▸ PROBLEM REQUIREMENTS:
Please update the data below by changing every "marker" to "dot" and leaving all else as is.

★ ★ ★ ★ ★

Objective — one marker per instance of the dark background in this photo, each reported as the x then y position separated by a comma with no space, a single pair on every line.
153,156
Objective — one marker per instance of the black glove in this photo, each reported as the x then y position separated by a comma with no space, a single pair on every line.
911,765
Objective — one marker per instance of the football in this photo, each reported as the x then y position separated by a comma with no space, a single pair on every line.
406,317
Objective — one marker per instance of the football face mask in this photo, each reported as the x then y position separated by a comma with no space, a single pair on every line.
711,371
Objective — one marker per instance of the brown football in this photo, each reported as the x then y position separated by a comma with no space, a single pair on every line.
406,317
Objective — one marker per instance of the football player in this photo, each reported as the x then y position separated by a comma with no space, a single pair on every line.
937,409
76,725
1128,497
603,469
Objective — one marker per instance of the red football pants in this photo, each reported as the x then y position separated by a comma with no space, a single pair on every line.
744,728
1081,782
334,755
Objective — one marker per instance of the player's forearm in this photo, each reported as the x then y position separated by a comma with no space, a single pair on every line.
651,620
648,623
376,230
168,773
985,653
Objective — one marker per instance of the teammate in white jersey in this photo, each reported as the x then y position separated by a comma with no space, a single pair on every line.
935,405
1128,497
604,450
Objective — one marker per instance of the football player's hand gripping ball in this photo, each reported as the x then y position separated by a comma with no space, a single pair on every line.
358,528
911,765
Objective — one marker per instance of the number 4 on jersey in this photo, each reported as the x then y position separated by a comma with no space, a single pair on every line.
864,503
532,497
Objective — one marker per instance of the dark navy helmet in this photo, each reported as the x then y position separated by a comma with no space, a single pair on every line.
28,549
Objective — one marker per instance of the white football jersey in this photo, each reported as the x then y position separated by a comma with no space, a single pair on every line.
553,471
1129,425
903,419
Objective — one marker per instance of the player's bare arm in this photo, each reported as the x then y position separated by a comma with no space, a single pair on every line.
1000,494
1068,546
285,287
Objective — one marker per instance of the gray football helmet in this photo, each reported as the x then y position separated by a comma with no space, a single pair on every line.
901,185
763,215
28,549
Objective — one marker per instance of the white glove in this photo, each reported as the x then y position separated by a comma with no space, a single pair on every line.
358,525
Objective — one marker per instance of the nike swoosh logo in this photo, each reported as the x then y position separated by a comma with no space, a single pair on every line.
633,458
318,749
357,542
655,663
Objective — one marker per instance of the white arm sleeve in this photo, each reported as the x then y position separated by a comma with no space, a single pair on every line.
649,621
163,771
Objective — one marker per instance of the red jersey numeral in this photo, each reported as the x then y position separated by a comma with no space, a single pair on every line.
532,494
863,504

★ ★ ★ ★ ★

▸ TASK RESULT:
Objective — one dot per instance of the dark background in this photo, each reported as the x then y position separated by a comma with no space, a single pair on every line.
153,156
Objective — one dot per instance of the black glove in this photo, each reported as the x then y position separated by a comma with no space, a single pair on every line.
911,765
Objective — one dot per instance of the football in this photo, each reported as the x then y position separated by a comma with no space, a single pair on every line.
406,317
Objective — one dot per instance of the football face mask in this photo, each reported as the x then y position separated by a comma with no space, a single pair on every line.
711,371
Objective — one dot per instance of the brown football in this photo, each reported as the x then y position separated by a comma with no space, a single pair on every line.
406,317
Objective — one dot per instance of the football player in this photo, each reported as the x then y position separated by a comma with no space, a single pair on every line.
937,409
76,725
1128,497
603,469
Objective — one dot per instance of the red football pants in this photo, each reported as the x then y position separated by a comma with no space, a single pair on every line.
744,728
1081,782
334,755
Objective — one dot per instance of the player's forearm in this photo, each reported as the x then y position separated by a comma with no space, a single pair on every line.
651,620
648,623
376,230
168,773
985,653
Objective — one dot per instance of the teammate in white jersey in this photo, each reported as the x then y position separated by a comma with no space, a single pair on every line.
935,405
1128,497
604,450
Objective — one dot per instance of the football player's hand gripping ball in this photo, each reported as the x then y position separated by a comma with no space, a single pair on every line.
358,528
911,765
Objective — one dot per instance of the number 4 on jersey in this photo, each reported as the x then y position separated by a comma with no space, a single pair on every line.
864,503
532,497
Objective — one dot per instance of the dark navy helmet in this photo, each reported as the x then y position separated by a comma with no space, a single pair on every line.
28,549
Objective — one dot per instance of the white football jersey in this photo, each reported as the x then y position separated by a comma with no space, a single pair on every line.
553,471
1129,425
903,419
Objective — one dot per instance of the player's bare arm in this photo, each reported as the x then y position separated by a comma with no space, a single pair on every line.
1000,494
1068,546
285,287
Objective — one dot per instance of the gray football helmet in this photo, each reported as the x then y position separated by a comma with no space, a single pair on every line.
901,185
763,215
28,549
Objective — one dot per instance of the white glove in this photo, each reported as the x then y position separated by a comma with no space, a single pair on every line.
358,525
Objective — one dot per instance of the nike swoosh logo in this photo, each reported as the x then y position separated by a comma with no space, a single pair on every line.
633,458
318,749
357,542
655,663
Objective — one dot per instance of the white arm sleeve in this photo, each reported as the x then y position separated by a comma with no space, a single pair on every line.
649,621
163,771
Objective — one dot per instance of the red jersey numeral in this photo, each reported as the x then y position separated by a comma with no space, a single pair on every line.
532,494
863,504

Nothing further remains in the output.